PASSAGE TO READ
━━━━━━━━━━

Smoke from E-Cigarettes
d. bodnar revised 7-24-2016 -- 4-6-2017

Click here to go to run time test results

Introduction
I have used any number of different methods of animation when building model railroads including movement, sound and light.  I have not, however, used smoke... that is until now.

The fairly recent advent of smokeless cigarettes, also called e-cigarettes, e-cigs or vapor cigarettes, has provided an opportunity for us to make small, inexpensive and quite impressive smoke machines.

I have been doing some experiments and have come up with a fairly simple method to create a good bit of smoke that can be turned on or off at will.

The smoke maker shown here is appropriate for creating smoking pumpkins on Halloween, getting a chimney to smoke on a Christmas diorama or to provide realistic smoke stack smoke from a factory on a model railroad.  It could also be used to have smoke emanate from a burning building, car or airplane crash or a campfire.

To turn an e-cigarette into a stand-alone smoke maker you need to identify and purchase a number of items including an e-cigarette (or its heating element) a non-offensive smoke liquid,  a small air pump to move the smoke from the heating element to the animation site and an appropriate power supply.

 

Vapor Liquid
While you can use standard vapor liquid that is designed for e-cigarettes for this project it is not recommended as most of it contains two things that we don't need: nicotine and flavoring.  Most vape shops either have or can mix up the liquid without flavoring or nicotine.   It can also be purchased in this form from eBay.  Better yet, you can use pure food-grade glycerin which is used as the base for most e-cigarette liquid.  It is available from eBay and other sources at a very reasonable cost.

Safety
The vapor emitted from e-cigarettes, including the one shown here, can set off smoke detectors.  While such occurrences seem to be infrequent please use care when using the smoke generator in public buildings.

The e-cigarette has a heating element that vaporizes the liquid.  These are designed to be heated by 3.7 volt lithium batteries and this voltage should not be exceeded.  Don't be tempted to use 5 or more volts as you are likely to destroy the heating element and/or start a fire.

━━━━━━━━━━

WHAT TO WORK ON
(a) From the text on making smoke with e-cigarettes, translate this sentence into Spanish: "It is available from eBay and other sources at a very reasonable cost."
(b) Rewrite the saved data entries, from their start through the line that contains "negative clicks: (136, 226) (73, 229)", with "positive clicks" changed to "foreground clicks" and nothing else altered. Leave the pictures out.

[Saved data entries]
━━━━━━━━━━

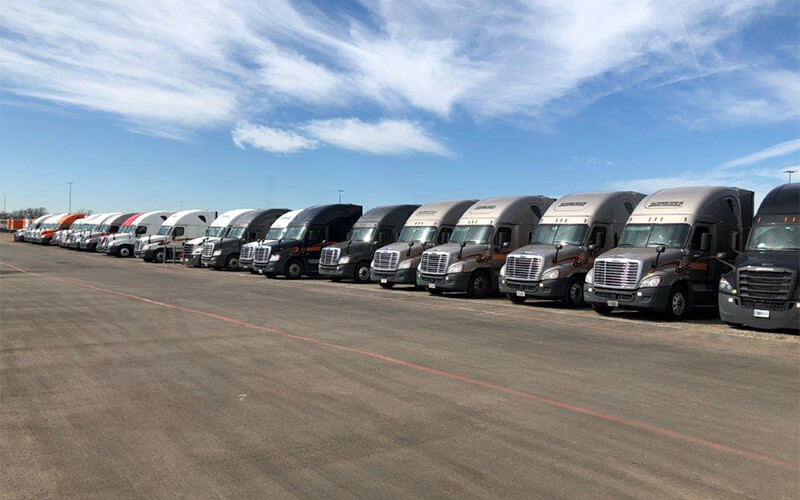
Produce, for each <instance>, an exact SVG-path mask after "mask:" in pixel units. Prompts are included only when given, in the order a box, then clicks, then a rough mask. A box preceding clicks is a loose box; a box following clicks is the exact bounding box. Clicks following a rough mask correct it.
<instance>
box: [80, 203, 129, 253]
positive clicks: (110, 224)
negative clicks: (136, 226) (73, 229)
mask: <svg viewBox="0 0 800 500" xmlns="http://www.w3.org/2000/svg"><path fill="white" fill-rule="evenodd" d="M132 215H134V214H133V213H127V214H123V213H115V214H113V215H110V216H108V217H106V218H105V220H104V221H103V222H101V223H100V225H99V226H98V227H97V229H96V230H95V231H92V232H90V233H89V234H84V235H83V238H82V239H81V242H80V245H79V246H80V249H81V250H85V251H87V252H94V251H97V245H98V244H99V243H100V240H102V239H103V237H105V236H108V235H110V234H115V233H116V232H117V231H119V228H120V227H122V223H123V222H125V221H126V220H127V219H129V218H130V217H131V216H132Z"/></svg>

━━━━━━━━━━

SOLUTIONS
(a) Está disponible en eBay y en otras fuentes a un costo muy razonable.

(b)
Produce, for each <instance>, an exact SVG-path mask after "mask:" in pixel units. Prompts are included only when given, in the order a box, then clicks, then a rough mask. A box preceding clicks is a loose box; a box following clicks is the exact bounding box. Clicks following a rough mask correct it.
<instance>
box: [80, 203, 129, 253]
foreground clicks: (110, 224)
negative clicks: (136, 226) (73, 229)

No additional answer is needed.